Position identification records

================================

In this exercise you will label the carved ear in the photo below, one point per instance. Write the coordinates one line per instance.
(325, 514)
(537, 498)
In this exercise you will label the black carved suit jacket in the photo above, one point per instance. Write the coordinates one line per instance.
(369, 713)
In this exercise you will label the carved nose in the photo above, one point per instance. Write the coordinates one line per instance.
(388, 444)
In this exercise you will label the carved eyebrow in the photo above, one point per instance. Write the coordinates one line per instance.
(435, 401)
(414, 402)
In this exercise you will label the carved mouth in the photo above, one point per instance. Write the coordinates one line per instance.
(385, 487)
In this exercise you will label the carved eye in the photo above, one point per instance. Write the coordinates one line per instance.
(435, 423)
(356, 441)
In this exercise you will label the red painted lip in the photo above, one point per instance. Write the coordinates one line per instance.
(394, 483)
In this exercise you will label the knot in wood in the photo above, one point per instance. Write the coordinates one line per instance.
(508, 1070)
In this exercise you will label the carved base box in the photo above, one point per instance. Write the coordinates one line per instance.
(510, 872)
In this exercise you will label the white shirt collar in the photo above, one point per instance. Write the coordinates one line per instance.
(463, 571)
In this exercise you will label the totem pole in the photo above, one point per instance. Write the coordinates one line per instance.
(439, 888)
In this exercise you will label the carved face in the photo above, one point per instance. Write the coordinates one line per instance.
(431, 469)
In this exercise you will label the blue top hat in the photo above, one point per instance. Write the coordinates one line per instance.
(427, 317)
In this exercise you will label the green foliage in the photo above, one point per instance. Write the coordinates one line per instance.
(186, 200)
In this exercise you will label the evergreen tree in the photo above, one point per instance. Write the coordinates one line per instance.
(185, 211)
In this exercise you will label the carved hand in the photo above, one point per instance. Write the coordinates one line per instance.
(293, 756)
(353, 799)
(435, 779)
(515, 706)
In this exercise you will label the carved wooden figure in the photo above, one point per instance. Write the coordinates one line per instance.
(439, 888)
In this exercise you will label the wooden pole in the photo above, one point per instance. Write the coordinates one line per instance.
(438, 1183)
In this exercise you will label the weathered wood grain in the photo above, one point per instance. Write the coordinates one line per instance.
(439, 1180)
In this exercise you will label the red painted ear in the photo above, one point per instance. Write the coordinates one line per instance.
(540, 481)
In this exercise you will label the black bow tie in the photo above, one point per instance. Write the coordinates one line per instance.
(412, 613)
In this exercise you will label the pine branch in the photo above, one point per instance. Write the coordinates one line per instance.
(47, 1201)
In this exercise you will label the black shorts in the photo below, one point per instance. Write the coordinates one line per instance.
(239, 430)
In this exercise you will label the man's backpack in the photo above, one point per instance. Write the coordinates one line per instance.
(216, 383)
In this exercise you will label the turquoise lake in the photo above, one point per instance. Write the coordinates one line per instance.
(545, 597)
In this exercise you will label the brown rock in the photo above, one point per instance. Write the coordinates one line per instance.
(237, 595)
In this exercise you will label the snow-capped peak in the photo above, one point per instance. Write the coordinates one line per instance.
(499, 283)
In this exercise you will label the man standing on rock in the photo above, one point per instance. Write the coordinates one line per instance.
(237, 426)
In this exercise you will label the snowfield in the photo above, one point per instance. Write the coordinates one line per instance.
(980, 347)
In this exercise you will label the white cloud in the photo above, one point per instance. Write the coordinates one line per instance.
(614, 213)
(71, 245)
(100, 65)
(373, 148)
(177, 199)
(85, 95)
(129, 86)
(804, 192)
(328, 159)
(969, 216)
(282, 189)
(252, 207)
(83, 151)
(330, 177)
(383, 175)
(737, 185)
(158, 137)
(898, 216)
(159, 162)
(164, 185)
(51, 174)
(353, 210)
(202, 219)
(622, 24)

================================

● Given task: Copy exactly, and only, the lines from the one containing "In this exercise you will label the turquoise" through the last line of the listing.

● Full answer:
In this exercise you will label the turquoise lake in the photo above, one point per instance. Write the coordinates one line per instance.
(545, 597)
In this exercise you will label the brown rock in the photo above, one point per instance. Write the coordinates one line per instance.
(237, 595)
In this exercise you will label the snow-capped peak in the photo above, one point per instance. Write the coordinates one line per instance.
(499, 283)
In this exercise you will label the man standing on rock in the photo above, one point per instance. Write the coordinates one line per instance.
(237, 426)
In this exercise you will label the snowfield in the photo above, one point per instance. Write the coordinates one line per instance.
(980, 347)
In this exercise you will label the white cloud in the photo above, one point per instance. Write the coordinates one line per instance.
(614, 213)
(71, 245)
(100, 65)
(373, 148)
(177, 199)
(85, 95)
(129, 86)
(804, 192)
(328, 159)
(969, 216)
(282, 189)
(252, 207)
(83, 151)
(330, 177)
(383, 175)
(737, 185)
(158, 137)
(898, 216)
(159, 162)
(164, 185)
(51, 174)
(353, 210)
(202, 219)
(622, 24)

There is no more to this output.